**SOURCE PASSAGE:**
To better encode spatial dependencies in road networks, Graph Neural Networks (GNNs) have become a dominant paradigm by modeling sensors as nodes and road connections as edges. Representative methods, such as OGCRNN9, learn graph structures in a data-driven manner and combine them with temporal modeling to improve forecasting accuracy. Attention-enhanced spatiotemporal GNNs (e.g., ASTGCN) further introduce attention mechanisms to emphasize informative temporal segments and spatial neighbors, enabling more adaptive dependency modeling10. More recently, Transformer-based spatiotemporal models have been explored to jointly model long-range interactions11. However, two practical issues remain: (1) extracting temporal dependence from long traffic sequences is still non-trivial-pure attention models may be sensitive to temporal decomposition and may overlook latent interactions among decomposed components; (2) spatial correlations in traffic networks are not stationary-dependencies change over time due to evolving traffic demand and external conditions, which calls for dynamic spatial modeling.

**GOAL:**
Carry on the passage above about graph neural networks for traffic forecasting, starting right after its final sentence.

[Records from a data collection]
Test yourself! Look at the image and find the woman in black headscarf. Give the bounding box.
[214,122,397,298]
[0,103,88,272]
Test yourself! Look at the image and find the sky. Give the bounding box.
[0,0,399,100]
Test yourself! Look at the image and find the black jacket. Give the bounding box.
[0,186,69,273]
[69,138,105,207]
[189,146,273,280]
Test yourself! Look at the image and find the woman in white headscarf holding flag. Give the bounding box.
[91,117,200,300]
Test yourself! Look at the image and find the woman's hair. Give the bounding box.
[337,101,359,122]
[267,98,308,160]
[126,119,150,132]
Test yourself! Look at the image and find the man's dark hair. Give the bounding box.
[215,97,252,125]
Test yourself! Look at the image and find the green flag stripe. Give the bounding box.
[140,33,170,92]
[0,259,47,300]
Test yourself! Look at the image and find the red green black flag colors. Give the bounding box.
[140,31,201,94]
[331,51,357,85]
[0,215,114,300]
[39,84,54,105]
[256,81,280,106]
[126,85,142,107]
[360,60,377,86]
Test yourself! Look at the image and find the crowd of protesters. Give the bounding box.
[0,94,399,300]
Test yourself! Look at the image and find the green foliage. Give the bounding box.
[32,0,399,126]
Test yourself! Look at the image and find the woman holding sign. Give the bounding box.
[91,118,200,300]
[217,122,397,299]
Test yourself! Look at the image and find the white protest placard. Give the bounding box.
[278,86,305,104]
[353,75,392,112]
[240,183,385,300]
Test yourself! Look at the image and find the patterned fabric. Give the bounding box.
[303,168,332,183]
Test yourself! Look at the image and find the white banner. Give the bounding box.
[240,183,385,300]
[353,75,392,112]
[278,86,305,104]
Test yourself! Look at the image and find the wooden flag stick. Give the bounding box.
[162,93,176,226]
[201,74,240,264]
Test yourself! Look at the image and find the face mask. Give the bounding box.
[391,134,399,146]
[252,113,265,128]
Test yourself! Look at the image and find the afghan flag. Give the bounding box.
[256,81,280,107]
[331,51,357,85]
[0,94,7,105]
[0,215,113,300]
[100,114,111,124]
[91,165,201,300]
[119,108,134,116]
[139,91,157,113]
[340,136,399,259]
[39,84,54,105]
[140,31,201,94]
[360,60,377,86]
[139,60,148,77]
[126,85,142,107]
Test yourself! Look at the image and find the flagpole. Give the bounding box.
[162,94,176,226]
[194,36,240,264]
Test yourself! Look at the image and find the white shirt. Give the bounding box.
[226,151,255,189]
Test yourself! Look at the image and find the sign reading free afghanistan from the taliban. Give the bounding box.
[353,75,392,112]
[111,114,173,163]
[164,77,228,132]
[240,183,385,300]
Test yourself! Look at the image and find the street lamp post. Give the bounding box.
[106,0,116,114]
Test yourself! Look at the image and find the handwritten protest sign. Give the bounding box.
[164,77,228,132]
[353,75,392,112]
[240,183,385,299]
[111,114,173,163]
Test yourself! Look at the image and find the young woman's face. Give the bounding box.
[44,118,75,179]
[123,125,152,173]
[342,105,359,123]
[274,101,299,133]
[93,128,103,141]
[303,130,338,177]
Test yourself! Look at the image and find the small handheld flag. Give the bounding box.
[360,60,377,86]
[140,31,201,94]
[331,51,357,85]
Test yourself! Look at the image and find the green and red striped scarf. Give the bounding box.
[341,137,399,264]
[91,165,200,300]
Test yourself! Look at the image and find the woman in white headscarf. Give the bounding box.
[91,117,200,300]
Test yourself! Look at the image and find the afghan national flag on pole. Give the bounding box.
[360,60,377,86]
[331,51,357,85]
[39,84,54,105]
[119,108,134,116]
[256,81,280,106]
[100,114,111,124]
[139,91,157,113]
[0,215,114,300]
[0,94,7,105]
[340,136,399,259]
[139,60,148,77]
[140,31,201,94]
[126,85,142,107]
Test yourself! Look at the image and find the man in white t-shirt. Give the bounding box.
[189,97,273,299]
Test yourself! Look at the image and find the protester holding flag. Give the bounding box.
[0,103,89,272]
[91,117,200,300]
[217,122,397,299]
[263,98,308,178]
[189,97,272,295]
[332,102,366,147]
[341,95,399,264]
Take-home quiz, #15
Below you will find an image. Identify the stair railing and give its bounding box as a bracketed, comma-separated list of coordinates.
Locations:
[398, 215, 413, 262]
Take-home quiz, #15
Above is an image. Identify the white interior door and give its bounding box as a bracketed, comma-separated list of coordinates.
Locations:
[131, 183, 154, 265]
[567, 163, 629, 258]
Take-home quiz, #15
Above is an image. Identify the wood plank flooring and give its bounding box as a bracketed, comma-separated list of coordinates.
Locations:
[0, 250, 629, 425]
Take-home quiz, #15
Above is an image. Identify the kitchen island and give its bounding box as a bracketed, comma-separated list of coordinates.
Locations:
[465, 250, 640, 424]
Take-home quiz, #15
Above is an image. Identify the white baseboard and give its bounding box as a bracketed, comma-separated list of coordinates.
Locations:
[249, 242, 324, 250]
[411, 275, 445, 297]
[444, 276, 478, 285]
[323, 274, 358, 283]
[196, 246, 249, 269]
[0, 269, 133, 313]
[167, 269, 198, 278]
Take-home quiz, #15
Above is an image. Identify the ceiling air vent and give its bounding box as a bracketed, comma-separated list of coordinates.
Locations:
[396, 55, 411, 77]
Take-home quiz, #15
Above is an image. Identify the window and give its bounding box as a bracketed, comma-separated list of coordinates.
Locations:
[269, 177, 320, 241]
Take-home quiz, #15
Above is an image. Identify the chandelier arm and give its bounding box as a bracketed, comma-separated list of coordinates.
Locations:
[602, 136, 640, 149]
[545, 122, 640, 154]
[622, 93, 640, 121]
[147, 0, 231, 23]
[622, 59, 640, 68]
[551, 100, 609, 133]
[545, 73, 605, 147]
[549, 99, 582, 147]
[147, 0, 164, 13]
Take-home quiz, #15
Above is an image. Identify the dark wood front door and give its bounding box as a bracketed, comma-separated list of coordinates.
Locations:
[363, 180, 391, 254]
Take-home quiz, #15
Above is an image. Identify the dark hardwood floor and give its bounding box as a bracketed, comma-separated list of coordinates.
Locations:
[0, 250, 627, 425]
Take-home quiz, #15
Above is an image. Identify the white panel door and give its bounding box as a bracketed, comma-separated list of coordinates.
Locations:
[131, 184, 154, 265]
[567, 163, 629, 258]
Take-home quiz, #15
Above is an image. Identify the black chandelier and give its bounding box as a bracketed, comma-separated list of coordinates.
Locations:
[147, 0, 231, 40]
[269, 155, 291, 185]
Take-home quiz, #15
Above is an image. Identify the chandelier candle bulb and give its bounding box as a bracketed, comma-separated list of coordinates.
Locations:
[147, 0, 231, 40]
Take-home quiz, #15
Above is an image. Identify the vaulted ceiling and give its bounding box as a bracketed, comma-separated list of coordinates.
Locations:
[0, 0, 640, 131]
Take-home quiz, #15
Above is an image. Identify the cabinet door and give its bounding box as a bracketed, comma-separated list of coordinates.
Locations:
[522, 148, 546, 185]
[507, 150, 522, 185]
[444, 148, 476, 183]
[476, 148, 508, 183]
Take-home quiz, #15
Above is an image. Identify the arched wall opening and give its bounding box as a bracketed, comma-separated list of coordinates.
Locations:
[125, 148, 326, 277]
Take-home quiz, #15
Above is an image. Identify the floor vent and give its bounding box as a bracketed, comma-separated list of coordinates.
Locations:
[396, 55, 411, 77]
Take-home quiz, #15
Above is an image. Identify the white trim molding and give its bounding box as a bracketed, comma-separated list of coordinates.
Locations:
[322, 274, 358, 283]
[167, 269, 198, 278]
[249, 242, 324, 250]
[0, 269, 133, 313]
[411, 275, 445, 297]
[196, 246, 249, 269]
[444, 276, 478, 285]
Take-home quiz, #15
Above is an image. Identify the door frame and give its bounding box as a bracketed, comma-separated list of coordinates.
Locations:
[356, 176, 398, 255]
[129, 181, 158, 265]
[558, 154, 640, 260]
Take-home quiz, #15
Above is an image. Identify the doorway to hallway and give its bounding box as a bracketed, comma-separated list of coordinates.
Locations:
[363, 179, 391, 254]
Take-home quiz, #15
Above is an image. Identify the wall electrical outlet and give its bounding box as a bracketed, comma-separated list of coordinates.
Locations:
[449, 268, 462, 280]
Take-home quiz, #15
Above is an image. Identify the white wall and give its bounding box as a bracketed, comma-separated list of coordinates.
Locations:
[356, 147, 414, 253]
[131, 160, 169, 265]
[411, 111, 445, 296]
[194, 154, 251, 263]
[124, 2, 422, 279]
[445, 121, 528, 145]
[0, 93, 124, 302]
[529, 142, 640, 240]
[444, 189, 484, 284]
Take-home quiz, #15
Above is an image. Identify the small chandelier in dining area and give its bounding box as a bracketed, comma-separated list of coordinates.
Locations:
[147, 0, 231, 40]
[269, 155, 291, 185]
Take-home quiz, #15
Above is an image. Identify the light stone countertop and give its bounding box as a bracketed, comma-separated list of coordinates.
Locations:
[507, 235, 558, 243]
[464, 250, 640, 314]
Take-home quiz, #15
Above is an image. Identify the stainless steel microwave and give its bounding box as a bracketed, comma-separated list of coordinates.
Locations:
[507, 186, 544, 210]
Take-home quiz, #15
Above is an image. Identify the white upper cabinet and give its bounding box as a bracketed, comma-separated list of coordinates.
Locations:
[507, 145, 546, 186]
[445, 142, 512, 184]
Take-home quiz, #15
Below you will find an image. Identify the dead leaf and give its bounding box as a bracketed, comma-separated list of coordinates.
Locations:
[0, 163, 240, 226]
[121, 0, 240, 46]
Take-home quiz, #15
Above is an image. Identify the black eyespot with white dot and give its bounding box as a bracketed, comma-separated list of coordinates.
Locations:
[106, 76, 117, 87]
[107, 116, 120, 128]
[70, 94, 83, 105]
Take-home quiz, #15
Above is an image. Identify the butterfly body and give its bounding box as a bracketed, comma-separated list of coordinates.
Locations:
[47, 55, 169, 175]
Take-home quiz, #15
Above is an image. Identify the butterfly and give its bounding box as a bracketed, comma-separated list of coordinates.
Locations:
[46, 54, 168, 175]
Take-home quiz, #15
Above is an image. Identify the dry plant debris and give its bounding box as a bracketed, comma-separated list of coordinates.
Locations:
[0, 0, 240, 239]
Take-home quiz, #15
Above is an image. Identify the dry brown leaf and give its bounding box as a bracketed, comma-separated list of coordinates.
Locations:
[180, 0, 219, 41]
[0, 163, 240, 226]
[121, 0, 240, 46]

**EXERCISE RESULT:**
A critical limitation of many adaptive-graph approaches is that they primarily learn graph structures during training and then apply the learned graph (or its parameterization) to the test phase. This can lead to a train-test mismatch when traffic relationships evolve over time: the spatial graph that is optimal for the training distribution may no longer be optimal under test-time patterns. In addition, many existing frameworks either emphasize spatial modeling (graph learning) or temporal modeling (recurrent/attention/convolution) separately, making it difficult to simultaneously achieve (i) robust time-varying spatial adaptation and (ii) effective long-horizon temporal feature extraction with controlled computational complexity.

To address these challenges, this paper proposes a Progressive Graph Convolutional Network based on a Spatio-Temporal Self-Attention mechanism (PGCN-STSA) for traffic forecasting. The core idea is to progressively update node relationships using online traffic signals, so that the spatial dependency structure can evolve together with real-time patterns, thereby alleviating the train-test graph mismatch. Meanwhile, we design a spatio-temporal self-attention layer to capture local contextual interactions, and combine it with a dilated (hole) temporal convolution module to enlarge the temporal receptive field, which is beneficial for medium- and long-horizon forecasting. By stacking multiple spatiotemporal layers, the model jointly learns dynamic spatial correlations and complex temporal dependencies in a unified framework.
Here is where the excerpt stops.